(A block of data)
::::

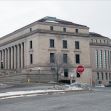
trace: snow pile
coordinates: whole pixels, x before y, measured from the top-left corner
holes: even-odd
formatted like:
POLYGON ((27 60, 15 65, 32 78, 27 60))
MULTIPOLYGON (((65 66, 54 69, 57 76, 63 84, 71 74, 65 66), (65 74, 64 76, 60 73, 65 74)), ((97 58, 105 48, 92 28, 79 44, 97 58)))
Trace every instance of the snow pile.
POLYGON ((63 90, 31 90, 31 91, 14 91, 0 93, 0 98, 18 95, 30 95, 30 94, 40 94, 40 93, 51 93, 51 92, 62 92, 63 90))

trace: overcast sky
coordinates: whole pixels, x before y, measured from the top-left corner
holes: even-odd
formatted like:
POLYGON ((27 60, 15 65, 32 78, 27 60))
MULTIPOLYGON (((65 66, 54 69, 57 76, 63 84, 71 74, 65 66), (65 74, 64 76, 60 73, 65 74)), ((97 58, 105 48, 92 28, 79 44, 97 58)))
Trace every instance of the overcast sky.
POLYGON ((0 0, 0 37, 45 16, 87 25, 111 38, 110 0, 0 0))

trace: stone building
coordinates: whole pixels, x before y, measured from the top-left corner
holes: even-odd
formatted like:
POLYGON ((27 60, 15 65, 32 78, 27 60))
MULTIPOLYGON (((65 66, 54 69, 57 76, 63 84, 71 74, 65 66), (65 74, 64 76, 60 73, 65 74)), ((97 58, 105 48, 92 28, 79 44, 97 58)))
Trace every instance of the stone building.
POLYGON ((94 84, 111 83, 111 40, 97 33, 90 33, 90 55, 94 84))
MULTIPOLYGON (((10 75, 9 72, 14 71, 19 77, 28 74, 32 81, 68 81, 72 78, 89 84, 101 83, 101 70, 95 67, 95 51, 106 48, 109 57, 110 43, 108 38, 95 35, 89 33, 87 26, 44 17, 0 38, 1 72, 10 75), (101 45, 94 40, 101 40, 101 45), (76 77, 78 65, 85 68, 80 78, 76 77)), ((103 62, 103 67, 110 67, 109 59, 103 62)), ((103 76, 107 73, 109 77, 109 69, 103 72, 103 76)))

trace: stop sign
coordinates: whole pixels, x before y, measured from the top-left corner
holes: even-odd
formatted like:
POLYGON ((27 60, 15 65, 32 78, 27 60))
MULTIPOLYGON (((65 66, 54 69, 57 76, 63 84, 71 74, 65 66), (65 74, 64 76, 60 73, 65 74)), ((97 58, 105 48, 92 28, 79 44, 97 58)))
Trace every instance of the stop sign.
POLYGON ((79 66, 77 67, 77 69, 76 69, 76 72, 82 74, 82 72, 84 72, 84 66, 79 65, 79 66))

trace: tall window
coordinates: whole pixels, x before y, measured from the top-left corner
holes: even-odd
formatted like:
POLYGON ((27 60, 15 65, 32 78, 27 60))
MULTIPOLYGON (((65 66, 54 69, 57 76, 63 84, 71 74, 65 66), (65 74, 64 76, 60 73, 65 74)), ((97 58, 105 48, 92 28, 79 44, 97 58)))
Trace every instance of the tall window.
POLYGON ((67 40, 63 40, 63 48, 67 48, 67 40))
POLYGON ((102 77, 102 80, 104 80, 104 75, 103 75, 103 72, 101 72, 101 77, 102 77))
POLYGON ((50 53, 50 63, 55 63, 55 54, 50 53))
POLYGON ((103 53, 102 53, 102 50, 100 50, 100 67, 102 68, 103 67, 103 53))
POLYGON ((76 59, 76 64, 80 64, 80 55, 79 54, 75 55, 75 59, 76 59))
POLYGON ((32 32, 32 28, 30 28, 30 32, 32 32))
POLYGON ((32 40, 30 41, 30 49, 32 49, 32 40))
POLYGON ((50 26, 50 30, 53 31, 53 29, 54 29, 53 26, 50 26))
POLYGON ((104 51, 104 68, 107 68, 106 50, 104 51))
POLYGON ((50 39, 50 47, 54 48, 54 39, 50 39))
POLYGON ((75 29, 76 33, 78 33, 78 29, 75 29))
POLYGON ((110 68, 110 51, 108 50, 108 67, 110 68))
POLYGON ((109 73, 109 80, 111 80, 111 73, 109 73))
POLYGON ((99 72, 97 72, 97 79, 99 80, 99 72))
POLYGON ((33 54, 30 54, 30 64, 33 64, 33 54))
POLYGON ((63 54, 63 63, 67 63, 67 54, 63 54))
POLYGON ((68 77, 68 69, 64 69, 64 77, 68 77))
POLYGON ((66 32, 66 28, 63 28, 63 32, 66 32))
POLYGON ((99 67, 99 61, 98 61, 98 50, 96 50, 96 68, 99 67))
POLYGON ((109 57, 110 57, 110 62, 109 62, 109 64, 110 64, 110 68, 111 68, 111 51, 110 51, 109 57))
POLYGON ((79 49, 79 41, 75 41, 75 49, 79 49))
POLYGON ((108 80, 108 73, 106 73, 106 80, 108 80))

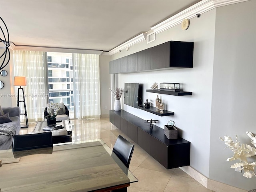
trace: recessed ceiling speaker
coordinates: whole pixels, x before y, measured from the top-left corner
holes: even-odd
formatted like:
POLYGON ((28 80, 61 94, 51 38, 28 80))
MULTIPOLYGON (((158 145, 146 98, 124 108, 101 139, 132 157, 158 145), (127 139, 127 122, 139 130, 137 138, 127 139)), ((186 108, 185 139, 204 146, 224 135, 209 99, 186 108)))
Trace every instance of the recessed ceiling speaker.
POLYGON ((182 30, 186 30, 189 26, 189 20, 188 19, 183 20, 182 23, 181 28, 182 30))

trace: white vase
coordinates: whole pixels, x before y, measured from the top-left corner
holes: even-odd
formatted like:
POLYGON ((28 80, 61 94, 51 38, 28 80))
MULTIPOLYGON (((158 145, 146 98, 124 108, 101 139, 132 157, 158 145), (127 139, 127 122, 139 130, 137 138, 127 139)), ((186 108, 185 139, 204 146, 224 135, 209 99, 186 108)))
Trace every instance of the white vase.
POLYGON ((120 100, 115 100, 114 110, 115 111, 120 111, 121 110, 121 102, 120 102, 120 100))

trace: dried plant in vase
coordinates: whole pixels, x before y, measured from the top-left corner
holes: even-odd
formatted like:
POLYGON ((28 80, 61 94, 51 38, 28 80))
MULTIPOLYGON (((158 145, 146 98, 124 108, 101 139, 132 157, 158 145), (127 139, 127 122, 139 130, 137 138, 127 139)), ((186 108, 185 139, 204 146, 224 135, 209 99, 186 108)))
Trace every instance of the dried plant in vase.
POLYGON ((60 107, 58 103, 54 103, 51 101, 50 103, 46 105, 46 108, 48 115, 45 117, 46 119, 54 119, 57 116, 57 113, 60 110, 60 107))
POLYGON ((111 92, 112 95, 114 96, 115 100, 120 100, 120 98, 121 98, 122 95, 124 92, 124 90, 123 89, 116 87, 113 91, 110 88, 109 90, 111 92))
POLYGON ((151 88, 154 90, 156 90, 158 88, 158 84, 156 82, 154 83, 151 86, 151 88))

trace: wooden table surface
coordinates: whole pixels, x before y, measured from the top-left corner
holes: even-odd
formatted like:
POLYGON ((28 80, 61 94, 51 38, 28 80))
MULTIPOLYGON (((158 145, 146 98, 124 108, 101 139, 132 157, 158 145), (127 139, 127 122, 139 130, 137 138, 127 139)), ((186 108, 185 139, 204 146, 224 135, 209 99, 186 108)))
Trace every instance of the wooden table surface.
POLYGON ((108 148, 102 141, 58 145, 52 154, 25 156, 18 162, 3 164, 0 191, 108 191, 106 188, 138 181, 130 172, 128 176, 124 172, 108 148))

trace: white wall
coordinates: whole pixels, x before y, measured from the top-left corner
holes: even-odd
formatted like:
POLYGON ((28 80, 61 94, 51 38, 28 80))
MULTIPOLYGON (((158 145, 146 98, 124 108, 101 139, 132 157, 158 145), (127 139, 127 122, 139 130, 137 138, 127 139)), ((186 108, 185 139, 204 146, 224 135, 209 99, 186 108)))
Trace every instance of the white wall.
POLYGON ((211 106, 215 10, 202 15, 200 18, 190 20, 186 30, 180 25, 157 34, 156 40, 146 44, 145 41, 130 48, 129 52, 122 50, 112 59, 130 54, 169 40, 194 42, 194 67, 159 71, 118 75, 118 86, 124 88, 125 82, 137 82, 143 86, 143 100, 154 103, 157 94, 146 92, 155 82, 179 82, 185 91, 193 92, 192 96, 177 96, 159 94, 165 109, 174 112, 174 115, 160 117, 124 105, 122 108, 144 119, 159 120, 156 125, 162 128, 170 120, 175 122, 179 134, 191 142, 190 166, 205 176, 209 176, 211 106))
POLYGON ((233 154, 219 137, 237 135, 252 145, 246 132, 256 134, 256 1, 216 11, 210 177, 246 190, 256 188, 256 178, 230 168, 237 161, 226 161, 233 154))

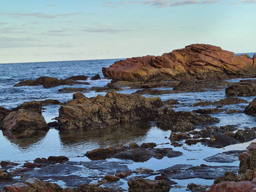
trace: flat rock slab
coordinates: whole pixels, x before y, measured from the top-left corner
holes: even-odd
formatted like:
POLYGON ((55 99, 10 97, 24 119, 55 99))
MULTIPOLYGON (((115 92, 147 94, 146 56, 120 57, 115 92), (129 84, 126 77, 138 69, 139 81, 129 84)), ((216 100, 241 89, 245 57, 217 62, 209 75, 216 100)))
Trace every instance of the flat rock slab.
POLYGON ((201 164, 200 166, 178 164, 174 166, 158 170, 161 175, 171 179, 190 179, 199 178, 204 179, 215 179, 224 175, 226 171, 237 172, 238 167, 236 166, 210 166, 201 164))
POLYGON ((204 160, 207 162, 233 162, 236 161, 239 161, 238 156, 244 152, 242 151, 230 151, 223 152, 222 153, 218 153, 210 157, 204 158, 204 160))

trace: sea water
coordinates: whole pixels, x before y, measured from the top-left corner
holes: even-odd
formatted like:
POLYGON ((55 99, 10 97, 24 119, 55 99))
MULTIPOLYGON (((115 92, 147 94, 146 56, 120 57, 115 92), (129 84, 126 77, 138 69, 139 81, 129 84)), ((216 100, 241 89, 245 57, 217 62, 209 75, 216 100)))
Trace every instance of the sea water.
MULTIPOLYGON (((250 54, 250 56, 253 55, 250 54)), ((84 87, 90 89, 92 87, 103 87, 111 81, 105 79, 102 72, 102 67, 108 67, 119 59, 95 60, 84 61, 67 61, 40 63, 23 63, 0 64, 0 106, 11 110, 24 102, 32 100, 44 100, 46 99, 57 99, 65 102, 72 99, 73 93, 60 93, 59 89, 63 87, 84 87), (90 80, 93 76, 98 74, 100 79, 90 80), (50 76, 65 79, 73 76, 85 75, 89 77, 86 81, 90 84, 76 84, 73 86, 61 86, 46 89, 42 86, 14 87, 18 82, 28 79, 35 79, 40 76, 50 76)), ((236 82, 239 79, 231 79, 236 82)), ((161 88, 169 89, 169 88, 161 88)), ((119 93, 131 94, 138 89, 126 87, 119 93)), ((105 95, 106 92, 97 93, 94 91, 84 92, 87 97, 95 97, 98 94, 105 95)), ((145 97, 152 97, 144 95, 145 97)), ((218 91, 206 91, 202 92, 188 92, 180 94, 164 94, 159 95, 162 100, 176 99, 180 104, 177 105, 176 111, 192 111, 202 108, 212 108, 213 106, 192 107, 193 103, 198 99, 202 101, 217 101, 225 98, 225 89, 218 91)), ((255 97, 241 97, 251 102, 255 97)), ((241 110, 248 103, 239 103, 224 106, 224 108, 241 110)), ((42 115, 47 122, 53 121, 53 119, 58 116, 59 105, 48 105, 44 106, 42 115)), ((255 117, 243 113, 226 114, 219 113, 212 114, 220 119, 217 126, 229 124, 236 125, 238 129, 256 127, 255 117)), ((86 151, 99 147, 110 146, 118 146, 121 145, 129 145, 131 142, 142 144, 145 142, 155 142, 158 147, 171 147, 174 150, 183 153, 183 155, 174 158, 164 158, 162 159, 152 158, 146 162, 133 162, 128 164, 132 170, 143 167, 154 170, 171 167, 177 164, 193 164, 199 166, 205 164, 210 166, 239 166, 239 161, 232 163, 207 162, 205 158, 233 150, 245 150, 250 142, 228 146, 222 148, 214 148, 198 143, 192 146, 184 144, 181 147, 173 147, 170 144, 169 137, 170 130, 163 130, 157 127, 154 122, 134 123, 117 125, 103 130, 78 130, 73 132, 62 132, 50 129, 47 133, 30 138, 17 139, 4 135, 0 130, 0 161, 10 161, 23 162, 25 161, 32 161, 36 158, 47 158, 49 156, 64 155, 71 161, 89 161, 83 156, 86 151)), ((118 161, 112 159, 108 161, 118 161)), ((193 179, 176 180, 178 185, 186 186, 191 182, 198 183, 211 185, 212 180, 193 179)), ((61 183, 60 183, 61 184, 61 183)), ((127 184, 126 184, 127 185, 127 184)), ((126 187, 126 185, 124 187, 126 187)), ((65 186, 65 183, 62 185, 65 186)), ((183 191, 185 188, 172 189, 171 191, 183 191)))

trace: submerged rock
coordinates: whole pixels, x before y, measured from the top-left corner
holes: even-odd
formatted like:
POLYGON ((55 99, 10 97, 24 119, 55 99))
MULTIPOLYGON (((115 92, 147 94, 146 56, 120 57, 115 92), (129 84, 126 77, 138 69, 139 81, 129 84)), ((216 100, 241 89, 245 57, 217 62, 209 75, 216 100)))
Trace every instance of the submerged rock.
POLYGON ((164 180, 137 178, 128 181, 129 192, 168 192, 170 186, 164 180))
POLYGON ((42 115, 23 109, 10 113, 1 126, 3 130, 18 133, 23 137, 35 135, 38 131, 46 132, 49 129, 42 115))
POLYGON ((193 130, 196 128, 196 126, 209 125, 217 122, 218 119, 209 115, 198 115, 188 111, 175 112, 166 107, 159 110, 156 119, 156 123, 160 127, 182 132, 193 130))
POLYGON ((207 44, 193 44, 162 56, 135 57, 103 68, 106 78, 127 81, 173 79, 225 79, 256 74, 254 60, 246 55, 207 44))
POLYGON ((17 107, 12 110, 12 111, 18 111, 20 109, 23 109, 39 114, 42 114, 42 103, 39 101, 32 101, 29 102, 24 102, 18 105, 17 107))
POLYGON ((256 95, 256 84, 252 82, 236 82, 225 90, 227 96, 256 95))
POLYGON ((109 92, 98 95, 92 103, 62 105, 58 122, 63 129, 105 127, 124 122, 154 119, 157 108, 139 95, 109 92))
POLYGON ((244 113, 247 114, 256 114, 256 98, 246 108, 244 113))

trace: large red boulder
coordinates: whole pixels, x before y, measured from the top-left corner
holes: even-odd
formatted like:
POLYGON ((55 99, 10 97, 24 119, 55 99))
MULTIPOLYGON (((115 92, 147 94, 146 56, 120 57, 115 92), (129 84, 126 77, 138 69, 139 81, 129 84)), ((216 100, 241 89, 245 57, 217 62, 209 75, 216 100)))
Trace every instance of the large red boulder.
POLYGON ((128 81, 224 79, 256 74, 254 60, 219 47, 192 44, 162 56, 134 57, 103 68, 105 77, 128 81))

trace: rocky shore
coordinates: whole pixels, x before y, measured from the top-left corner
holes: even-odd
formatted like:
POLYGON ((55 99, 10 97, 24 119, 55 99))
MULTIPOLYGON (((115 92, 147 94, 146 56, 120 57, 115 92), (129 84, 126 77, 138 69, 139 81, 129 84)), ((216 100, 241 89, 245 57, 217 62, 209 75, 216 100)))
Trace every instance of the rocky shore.
MULTIPOLYGON (((161 143, 159 138, 154 142, 85 148, 82 156, 78 158, 88 161, 74 161, 65 156, 38 158, 22 164, 2 161, 0 191, 171 191, 178 188, 191 191, 254 191, 256 144, 250 142, 256 138, 256 123, 250 122, 250 127, 241 127, 238 123, 220 122, 223 124, 223 117, 233 114, 236 118, 255 117, 256 81, 233 82, 224 79, 256 76, 255 58, 236 56, 212 46, 191 45, 162 56, 117 62, 103 68, 104 76, 113 79, 104 87, 58 89, 60 94, 75 92, 72 99, 65 102, 35 100, 13 109, 0 107, 0 129, 9 140, 45 135, 50 128, 57 129, 60 135, 65 133, 70 137, 81 132, 94 135, 97 132, 100 135, 104 130, 111 130, 111 135, 114 129, 126 132, 136 123, 143 125, 143 135, 147 125, 169 133, 164 135, 167 143, 161 143), (130 89, 130 94, 122 93, 130 89), (85 95, 97 92, 105 94, 85 95), (189 103, 186 99, 178 101, 169 97, 207 92, 218 93, 216 97, 220 95, 222 98, 196 98, 189 103), (58 116, 47 124, 42 112, 49 105, 59 106, 58 116), (166 164, 161 169, 130 166, 147 162, 157 164, 161 159, 180 160, 190 146, 217 150, 246 142, 249 145, 246 151, 218 153, 196 166, 174 160, 174 164, 166 164), (239 167, 228 164, 238 161, 239 167), (212 180, 212 183, 214 180, 214 184, 182 186, 178 182, 194 178, 212 180), (60 181, 65 185, 55 183, 60 181)), ((98 78, 95 76, 91 80, 98 78)), ((85 76, 65 79, 40 77, 20 82, 15 87, 41 85, 49 89, 87 84, 87 79, 85 76)), ((193 158, 186 161, 196 161, 196 154, 193 158)))

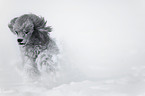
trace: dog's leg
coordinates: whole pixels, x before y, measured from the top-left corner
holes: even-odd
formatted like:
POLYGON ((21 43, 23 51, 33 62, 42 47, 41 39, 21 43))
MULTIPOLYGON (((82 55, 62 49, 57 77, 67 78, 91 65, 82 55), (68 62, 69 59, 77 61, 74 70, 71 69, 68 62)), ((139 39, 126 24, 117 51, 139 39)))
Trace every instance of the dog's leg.
POLYGON ((40 72, 33 60, 27 59, 24 64, 24 77, 29 81, 39 80, 40 72))

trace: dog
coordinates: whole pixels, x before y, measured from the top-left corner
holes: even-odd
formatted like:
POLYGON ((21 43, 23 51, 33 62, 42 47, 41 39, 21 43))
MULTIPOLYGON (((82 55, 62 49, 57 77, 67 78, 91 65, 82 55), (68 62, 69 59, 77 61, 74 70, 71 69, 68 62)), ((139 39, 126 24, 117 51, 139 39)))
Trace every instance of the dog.
POLYGON ((26 77, 36 79, 43 72, 55 72, 59 48, 50 37, 52 28, 47 21, 35 14, 24 14, 10 21, 8 27, 17 35, 26 77))

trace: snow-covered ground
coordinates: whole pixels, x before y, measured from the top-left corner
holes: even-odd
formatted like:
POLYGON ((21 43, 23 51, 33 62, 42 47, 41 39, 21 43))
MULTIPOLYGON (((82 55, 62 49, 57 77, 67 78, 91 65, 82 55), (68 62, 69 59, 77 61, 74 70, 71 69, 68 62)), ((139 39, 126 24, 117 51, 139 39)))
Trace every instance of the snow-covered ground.
POLYGON ((144 0, 0 0, 0 96, 145 96, 144 0), (62 48, 56 80, 23 82, 7 27, 34 13, 62 48))

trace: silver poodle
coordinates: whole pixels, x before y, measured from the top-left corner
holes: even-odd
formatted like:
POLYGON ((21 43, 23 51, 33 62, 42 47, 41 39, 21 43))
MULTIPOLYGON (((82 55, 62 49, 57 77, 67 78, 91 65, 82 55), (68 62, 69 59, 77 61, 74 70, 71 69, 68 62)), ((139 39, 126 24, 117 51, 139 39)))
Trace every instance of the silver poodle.
POLYGON ((26 77, 37 78, 43 72, 55 72, 59 49, 50 38, 51 27, 43 17, 24 14, 11 20, 8 27, 17 35, 26 77))

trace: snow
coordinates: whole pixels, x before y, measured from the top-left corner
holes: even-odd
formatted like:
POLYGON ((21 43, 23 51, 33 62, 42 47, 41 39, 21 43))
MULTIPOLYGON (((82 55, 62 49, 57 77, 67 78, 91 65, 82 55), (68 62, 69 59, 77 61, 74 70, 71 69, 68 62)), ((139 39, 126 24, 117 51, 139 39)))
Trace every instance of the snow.
POLYGON ((145 96, 144 0, 0 0, 0 96, 145 96), (24 82, 7 27, 34 13, 61 48, 55 80, 24 82))

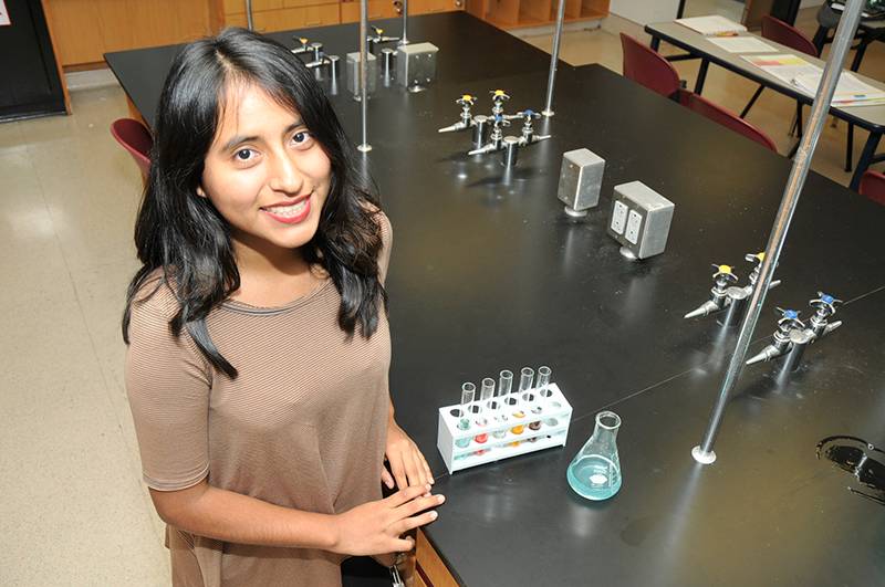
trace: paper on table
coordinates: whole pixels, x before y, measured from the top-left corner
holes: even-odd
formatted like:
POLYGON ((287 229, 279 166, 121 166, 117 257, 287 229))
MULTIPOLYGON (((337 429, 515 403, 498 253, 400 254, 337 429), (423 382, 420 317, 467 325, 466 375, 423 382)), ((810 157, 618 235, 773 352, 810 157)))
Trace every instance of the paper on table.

::::

Could you return, unchanged and line for line, everything from the start of the material above through the line containing "MULTIPOLYGON (((10 75, 9", inclusive, with the pictures left out?

trace: snow pile
coordinates: whole pixels, x before y, measured from the top-left corner
holes: even-odd
formatted like:
POLYGON ((27 60, 15 65, 32 78, 27 60))
MULTIPOLYGON (((65 66, 54 69, 57 76, 63 84, 71 74, 65 66), (65 74, 64 76, 60 73, 65 74)), ((97 58, 105 48, 92 28, 79 44, 97 58)))
Trace every instance of the snow pile.
POLYGON ((63 90, 31 90, 31 91, 14 91, 0 93, 0 98, 18 95, 30 95, 30 94, 40 94, 40 93, 51 93, 51 92, 62 92, 63 90))

trace: overcast sky
coordinates: whole pixels, x before y, measured from the top-left corner
holes: even-odd
formatted like:
POLYGON ((27 60, 15 65, 32 78, 27 60))
MULTIPOLYGON (((65 66, 54 69, 57 76, 63 84, 71 74, 65 66), (65 74, 64 76, 60 73, 65 74)), ((97 58, 105 48, 92 28, 79 44, 97 58)))
Trace every instance of the overcast sky.
POLYGON ((0 0, 0 37, 45 16, 87 25, 111 38, 110 0, 0 0))

trace: stone building
coordinates: whole pixels, x before y, measured from the top-left corner
holes: even-odd
formatted like:
POLYGON ((27 60, 15 65, 32 78, 27 60))
MULTIPOLYGON (((65 66, 54 69, 57 76, 63 84, 71 74, 65 66), (65 74, 64 76, 60 73, 65 74)), ((97 58, 105 48, 92 28, 79 44, 97 58)))
Trace every instance of the stone building.
POLYGON ((94 84, 111 83, 111 40, 97 33, 90 33, 90 55, 94 84))
MULTIPOLYGON (((10 75, 9 72, 14 71, 19 77, 28 74, 32 81, 68 81, 72 78, 89 84, 101 83, 101 70, 95 67, 95 51, 106 48, 109 57, 110 43, 108 38, 95 35, 89 33, 87 26, 44 17, 0 38, 1 72, 10 75), (101 45, 94 40, 101 40, 101 45), (76 77, 78 65, 85 68, 80 78, 76 77)), ((103 62, 103 67, 110 67, 109 59, 103 62)), ((103 76, 107 73, 109 77, 109 69, 103 72, 103 76)))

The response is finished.